Macron, un président-caméléon

Macron, un  président-caméléon

 Un papier du JDD sur le parcours très sinueux du président caméléon.

Il était jeune, il était neuf. Au pied de la pyramide du Louvre choisie pour célébrer sa victoire, ­Emmanuel Macron , 39 ans, promesses de « révolution » – le titre de son livre de campagne – en bandoulière, réussissait le 7 mai 2017 l’exploit de s’emparer de l’Élysée sans parti installé ni expérience élective. Sa doctrine ? Un « en même temps » pragmatique et transformateur… Flou, surtout. En cinq ans, le libéral décomplexé a fait un motif de fierté du massif soutien étatique, « quoi qu’il en coûte », aux entreprises du pays fragilisées par le Covid-19. Le réformiste effréné s’est obligé à prendre le temps de parcourir le pays de grands débats en grands débats, pour comprendre les Gilets jaunes, après l’éruption de leur colère. Face aux spectaculaires crises du quinquennat, le pragmatisme s’est mué en étonnante capacité d’adaptation, en une singulière aptitude à réaliser les plus grands écarts politiques.

Bien sûr, les premiers mois de son mandat, et le traditionnel état de grâce qui les accompagne, lui permettent de réformer, « sabre au clair » – l’expression est de lui, a posteriori. Ordonnances de transformation du Code du travail, ouverture de la SNCF à la concurrence, asile et immigration, transcription dans le droit commun de mesures d’état d’urgence… Le mur de ses 308 députés, novices mais disciplinés, alliés aux fidèles 42 élus MoDem, ne laisse aucune prise d’escalade à ses adversaires. Même l’Insoumis Jean-Luc Mélenchon, prétendant au titre de premier opposant, le concède au chef de l’État au bout de cinq mois : « Pour l’instant, c’est lui qui a le point. »

Le jeune Président est en confiance. Trop ? Très vite, la promesse de disruption se transforme en mots qui choquent. Dès juin 2017, ce sont ces « gens qui ne sont rien » que l’on croise dans une gare. Un an plus tard, les aides sociales qui coûtent « un pognon de dingue », puis cet horticulteur au chômage qui, s’il « traverse la rue », retrouvera un emploi. Encore quelques mois, et voilà les ­Français, ces « Gaulois réfractaires au ­changement », accusés d’être « 66 millions de procureurs » qui critiquent sa gestion de la crise épidémique. Dernièrement, il revendiquait même de vouloir « emmerder » les antivax.

....

> **Votre objectif**: Prolongez l'article sur le parcours d'Emmanuel Macron en reprenant après sa dernière phrase.

Données recueillies:
....

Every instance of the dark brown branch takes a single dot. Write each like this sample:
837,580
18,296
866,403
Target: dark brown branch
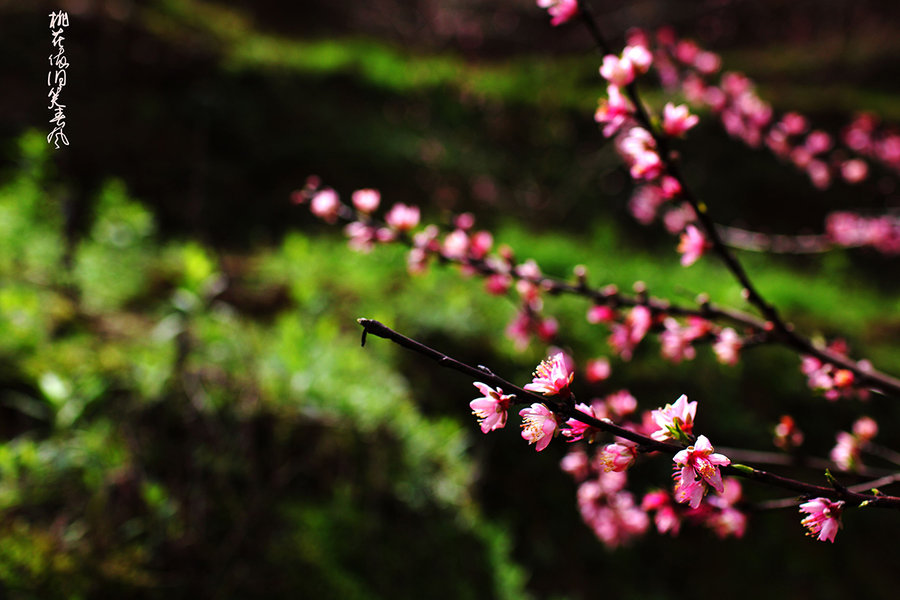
647,444
783,330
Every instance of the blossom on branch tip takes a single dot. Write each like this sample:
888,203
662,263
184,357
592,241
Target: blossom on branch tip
677,120
639,56
491,409
692,245
561,11
402,217
366,200
597,370
618,71
539,425
552,377
639,150
699,468
675,421
824,518
613,112
727,346
325,205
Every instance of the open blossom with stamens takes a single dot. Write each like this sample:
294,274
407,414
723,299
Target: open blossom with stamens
618,71
402,217
727,346
692,245
677,120
640,57
325,205
675,421
552,377
699,467
598,370
614,111
560,10
824,518
639,150
491,408
539,425
366,200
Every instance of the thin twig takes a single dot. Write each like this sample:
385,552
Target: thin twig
646,443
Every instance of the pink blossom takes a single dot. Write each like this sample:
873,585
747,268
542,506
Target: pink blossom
576,464
561,10
539,425
686,51
325,205
727,346
721,516
692,245
621,403
601,314
677,120
707,62
824,518
498,284
611,514
854,170
618,456
402,217
639,56
597,370
618,71
613,112
491,408
794,123
699,468
787,434
818,142
675,344
456,244
675,421
552,377
576,430
865,428
366,200
480,244
671,187
819,174
639,149
697,327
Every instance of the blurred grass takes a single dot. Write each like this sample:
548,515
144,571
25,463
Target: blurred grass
183,420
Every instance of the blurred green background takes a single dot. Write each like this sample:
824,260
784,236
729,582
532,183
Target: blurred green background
185,410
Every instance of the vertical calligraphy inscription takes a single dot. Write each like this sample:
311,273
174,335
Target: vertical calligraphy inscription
56,78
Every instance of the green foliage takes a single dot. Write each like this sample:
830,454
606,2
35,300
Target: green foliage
166,401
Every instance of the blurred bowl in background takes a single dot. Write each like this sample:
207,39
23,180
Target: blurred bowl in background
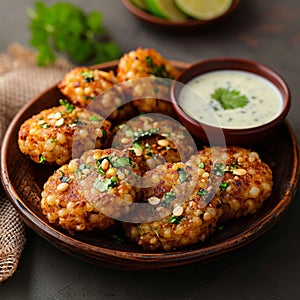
205,117
187,24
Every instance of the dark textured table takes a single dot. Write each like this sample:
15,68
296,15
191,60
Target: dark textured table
269,268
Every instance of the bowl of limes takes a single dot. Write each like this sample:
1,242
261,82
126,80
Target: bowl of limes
181,13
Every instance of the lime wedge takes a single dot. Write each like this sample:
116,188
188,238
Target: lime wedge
166,9
204,9
140,4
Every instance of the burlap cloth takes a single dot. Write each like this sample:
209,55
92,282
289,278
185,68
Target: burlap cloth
20,80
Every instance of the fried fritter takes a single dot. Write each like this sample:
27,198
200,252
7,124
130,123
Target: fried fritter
239,178
182,217
57,134
148,76
99,89
153,140
91,191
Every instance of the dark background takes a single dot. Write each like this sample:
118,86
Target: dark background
265,31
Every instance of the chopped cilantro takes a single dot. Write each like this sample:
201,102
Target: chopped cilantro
202,192
121,162
201,165
64,178
223,186
104,136
142,133
182,174
45,125
167,198
88,76
219,169
106,184
94,118
42,159
229,99
137,145
68,106
175,220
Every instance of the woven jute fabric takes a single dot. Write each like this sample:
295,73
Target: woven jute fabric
21,79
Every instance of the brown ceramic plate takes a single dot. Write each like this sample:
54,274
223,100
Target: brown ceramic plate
24,179
190,23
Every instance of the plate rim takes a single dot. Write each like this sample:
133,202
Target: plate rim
182,257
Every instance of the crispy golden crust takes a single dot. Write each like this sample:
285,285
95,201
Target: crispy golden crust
65,205
57,134
145,62
153,140
240,179
84,86
81,85
89,192
183,218
150,95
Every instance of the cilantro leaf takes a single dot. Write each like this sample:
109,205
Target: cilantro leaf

....

> **Section réponse**:
À l’été 2018, Emmanuel Macron le hardi affronte sa première crise politique. « Qu’ils viennent me chercher ! », lance-t-il devant les parlementaires de sa majorité, alors que gronde l’affaire Alexandre Benalla. Quelques mois plus tôt, ce chargé de mission de l’Élysée, mêlé à des policiers mais épinglé par Le Monde, avait violemment maîtrisé un manifestant du 1er‑Mai. Il a depuis été condamné à trois ans de prison, dont un an ferme sous bracelet électronique, et a fait appel. Bravache, son ancien patron donne l’air de ne rien lâcher… Si ce n’est sa réforme des institutions. Face à la bronca des oppositions parlementaires qui s’emparent de l’affaire, le projet est abandonné. La machine réformatrice se grippe. Ce premier écueil en annonce d’autres, bien plus périlleux.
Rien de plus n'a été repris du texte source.